Bacurau (Cahiers du Cinèma)
Celso Marconi traduz aos leitores do CinemaEscrito a crítica publicada pelo revista francesa para Bacurau
Por Celso Marconi | 13.10.2019 (domingo)
A revista francesa Cahiers du Cinèma sustentou o movimento nouvelle vague nos anos 1950 e 1960 do século 20 e hoje continua como a publicação mais importante no mundo sobre cinema. No número de setembro 2019 publicou várias matérias sobre o cinema brasileiro e com destaque para a produção pernambucana. Aqui apresentamos o trecho que abre o editorial da revista e fala em Bacurau e a crítica principal da edição sobre o filme.
Trecho do editorial – Cahiers du Cinéma – Business model
Por Stéphane Delorme
“A reentrada cinema é iluminada por Bacurau de Kleber Mendonça Filho e Juliano Dornelles, fábula e modelo explosivo contra forças de destruição massivas. No momento em que o cinema brasileiro é um dos mais férteis (Gabriel et la montagne, Aquarius, Les Bonnes Manières) ele se encontra ameaçado pela ofensiva reacionária e retrógrada de Bolsonaro… Nossa enquete com alguns cineastas revelou mais inquietude do que energia para reagir…”
A CRÍTICA
Vila global
Por Camille Bui
A gente se lembra de Sônia Braga, ao fim de Aquarius , colocando um ninho de cupim no bureaux do empresário imobiliário mafioso que tentou mudar sua opinião pelos piores meios. Último gesto de resistência do personagem era também o do filme que, em certa ocasião, se aproximou de um registro mais próximo do cinema de gênero que do retrato de mulher que ele havia desenvolvido até então. Já no Som ao redor, antropologia urbana reencontrou a angústia do ‘thriller’. E é este nó fecundo através do qual se entrelaça sátira política e ficção popular que Kleber Mendonça Filho continua apresentando seu terceiro longa-metragem , Bacurau, co-dirigido com Juliano Dornelles, diretor artístico de seus filmes anteriores.

• Tarefas a cumprir
1. Responda às perguntas abaixo com base no texto sobre Bacurau.
(a) Em que mês e ano a revista publicou as matérias sobre o cinema brasileiro?
(b) Quem assina o trecho do editorial?
(c) Quem codirigiu Bacurau com Kleber Mendonça Filho, e que função essa pessoa teve nos filmes anteriores dele?
2. Liste todos os títulos de filmes mencionados no texto sobre Bacurau.

• Amostra dos dados
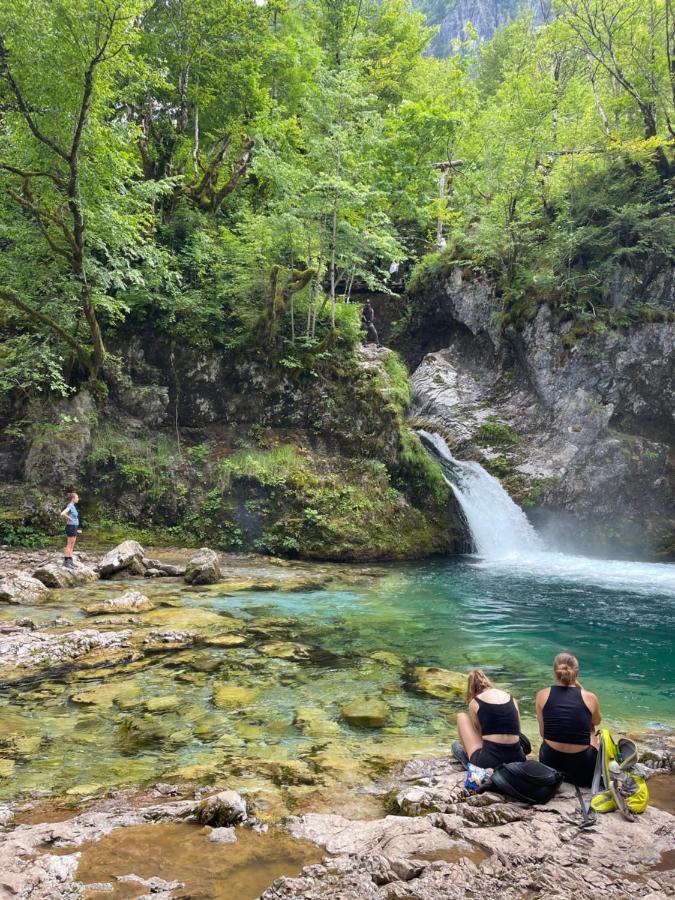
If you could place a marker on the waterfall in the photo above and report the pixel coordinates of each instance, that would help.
(498, 526)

• Lista de respostas
1.
(a) Em setembro de 2019.
(b) Stéphane Delorme.
(c) Juliano Dornelles, que foi diretor artístico dos filmes anteriores.

2.
Bacurau
Gabriel et la montagne
Aquarius
Les Bonnes Manières
Som ao redor